My thoughts exactly. I’ve pushed a baby out of my nether regions, over 9lbs nonetheless, and there were times during labor that the only thing getting me through was holding my hubby’s hand and looking in to his eyes. Knowing that you’re not in it alone is an enormous comfort and it helps with the pain a great deal.
I had my daughter and my husband with me during labor when I had my son, and they helped. The love I was feeling for them, and our growing family, kept the pain at bay for a long time.
Of course, near the end that didn’t come into play so much. But for hours it was very helpful.
If you showed them a picture of their dog or a cute puppy it probably would have produced the same results. These studies are such bs.
Let’s see, the University of California conducted a scientific study and your ‘verdict’ is solely based upon your personal opinion (the epic ‘bloom is off the rose’ theory) that it’s bogus. Wow, I’m totally convinced, Sarah. Don’t, ya know, come up with any legit reasons (sample group, age, lack of other stimulus, etc.) why we might doubt the veracity of the study. Thanks for the insightful commentary.
In case you were unaware, my point in being here is to incorporate my opinion on news-worthy issues, not convince readers to support or disprove the validity (or lack thereof) on a topic. As far as I’m concerned, objective conquered. I read, I retold, I judged. End of story.
Sarah, didn’t you know that your word is being submitted to the Nobel committee for review? :)
It’s not anywhere on the site, so you might want to add ‘purveyor of vapid opinions’ to your byline so we’re all clear. Are the other editors in charge of insightful commentary?
“Purveyor of vapid opinions.”
I like it. It’s got a certain ring to it. Maybe I’ll print business cards and enter for free lunches with them.
Haven’t read the articl yet but that banner pic has shrivelled my uterus.
No wonder the poor woman in the picture is screaming in pain — she’s flat on her back holding her legs up in the air while giving birth…pretty much the worst and most painful position to be in!

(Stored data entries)
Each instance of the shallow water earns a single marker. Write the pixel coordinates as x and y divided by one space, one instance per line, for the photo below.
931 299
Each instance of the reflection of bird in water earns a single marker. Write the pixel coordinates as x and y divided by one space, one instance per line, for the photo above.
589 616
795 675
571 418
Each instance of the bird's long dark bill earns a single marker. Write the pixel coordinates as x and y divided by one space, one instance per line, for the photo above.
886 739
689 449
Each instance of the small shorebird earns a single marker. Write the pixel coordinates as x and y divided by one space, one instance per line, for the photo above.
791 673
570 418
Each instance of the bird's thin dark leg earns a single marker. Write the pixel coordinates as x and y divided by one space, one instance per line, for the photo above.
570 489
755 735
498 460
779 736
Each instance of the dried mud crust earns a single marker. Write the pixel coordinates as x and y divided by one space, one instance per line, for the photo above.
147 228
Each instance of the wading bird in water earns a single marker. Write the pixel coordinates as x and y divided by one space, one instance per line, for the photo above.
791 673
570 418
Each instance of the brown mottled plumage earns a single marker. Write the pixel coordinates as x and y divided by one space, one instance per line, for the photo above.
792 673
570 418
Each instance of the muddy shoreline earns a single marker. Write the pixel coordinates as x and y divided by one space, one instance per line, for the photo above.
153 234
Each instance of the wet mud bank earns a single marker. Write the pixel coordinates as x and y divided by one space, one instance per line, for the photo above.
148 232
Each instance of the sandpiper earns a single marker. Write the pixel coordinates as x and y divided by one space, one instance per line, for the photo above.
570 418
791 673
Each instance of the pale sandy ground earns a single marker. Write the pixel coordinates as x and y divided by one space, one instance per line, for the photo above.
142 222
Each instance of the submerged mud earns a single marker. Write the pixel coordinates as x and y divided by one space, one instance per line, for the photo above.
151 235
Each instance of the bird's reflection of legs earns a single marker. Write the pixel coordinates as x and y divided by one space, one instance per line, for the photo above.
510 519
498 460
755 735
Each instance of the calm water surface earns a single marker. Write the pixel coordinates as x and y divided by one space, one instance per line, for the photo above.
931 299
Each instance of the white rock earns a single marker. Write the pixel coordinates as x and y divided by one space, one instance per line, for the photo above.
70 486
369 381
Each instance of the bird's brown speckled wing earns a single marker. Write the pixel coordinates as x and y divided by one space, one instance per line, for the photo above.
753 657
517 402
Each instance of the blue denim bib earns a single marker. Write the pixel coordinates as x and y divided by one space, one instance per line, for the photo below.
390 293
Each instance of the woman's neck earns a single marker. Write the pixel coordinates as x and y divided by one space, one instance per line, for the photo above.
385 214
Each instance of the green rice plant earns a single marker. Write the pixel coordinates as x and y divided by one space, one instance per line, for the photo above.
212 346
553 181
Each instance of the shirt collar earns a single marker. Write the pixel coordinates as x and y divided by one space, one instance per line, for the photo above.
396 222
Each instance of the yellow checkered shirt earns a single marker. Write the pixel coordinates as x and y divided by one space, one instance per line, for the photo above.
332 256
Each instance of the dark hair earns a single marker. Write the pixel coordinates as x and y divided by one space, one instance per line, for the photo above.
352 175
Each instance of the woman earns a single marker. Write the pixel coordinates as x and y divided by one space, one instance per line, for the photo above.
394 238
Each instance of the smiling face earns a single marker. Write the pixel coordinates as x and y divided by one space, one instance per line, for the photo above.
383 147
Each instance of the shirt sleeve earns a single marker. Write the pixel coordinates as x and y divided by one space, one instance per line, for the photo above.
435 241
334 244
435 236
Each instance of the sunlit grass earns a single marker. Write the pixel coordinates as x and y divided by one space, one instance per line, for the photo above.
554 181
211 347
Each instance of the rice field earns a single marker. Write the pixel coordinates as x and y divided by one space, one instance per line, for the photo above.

### Work instruction 1
In the comment thread about labor pain, how much did the first commenter's baby weigh?
### Work instruction 2
Go on with the comment thread about labor pain, starting after its last comment.
These lines are separate material and have no connection to the comment thread about labor pain.

### Exercise output 1
Over 9 lbs.

### Exercise output 2
As for whether being touched helps those coping with pain — a lot of stuff I’ve read affirms this. Teething babies are comforted by being held by a caregiver, even if the caregiver can provide no actual pain relief. A laboring woman is likely to report reduced levels of pain if her birth partners physically touch her and reassure her. It can be a husband/partner, midwife, doula, nurse or friend but for most women, being touched provides something (be it a mere distraction or a more philosophical “we’re in this together” kind of thing) that helps with their ability to realise that the pain will eventually subside and that they aren’t alone. It makes perfect sense, really, because a lot of pain (particularly in childbirth) is rooted in fear because you tense up, become anxious, etc.. which makes it much worse. If you’re able to remember to take a deep breath and relax your shoulders or ground yourself in reality again, it can help hugely.
I had my husband and best friend at my son’s birth and they both held each of my hands. I *needed* to hold their hands to get me through it towards the end. At one point they both kept letting go to get my drink when I asked for sips and I lost it a little, told them to let someone else get the drink because I needed those hands holding mine! I literally felt lost without them and when they were holding me up and touching my head and rubbing my back, things were so much more bearable.
Why so cynical? How is it bad that thinking of someone who loves them makes women feel better?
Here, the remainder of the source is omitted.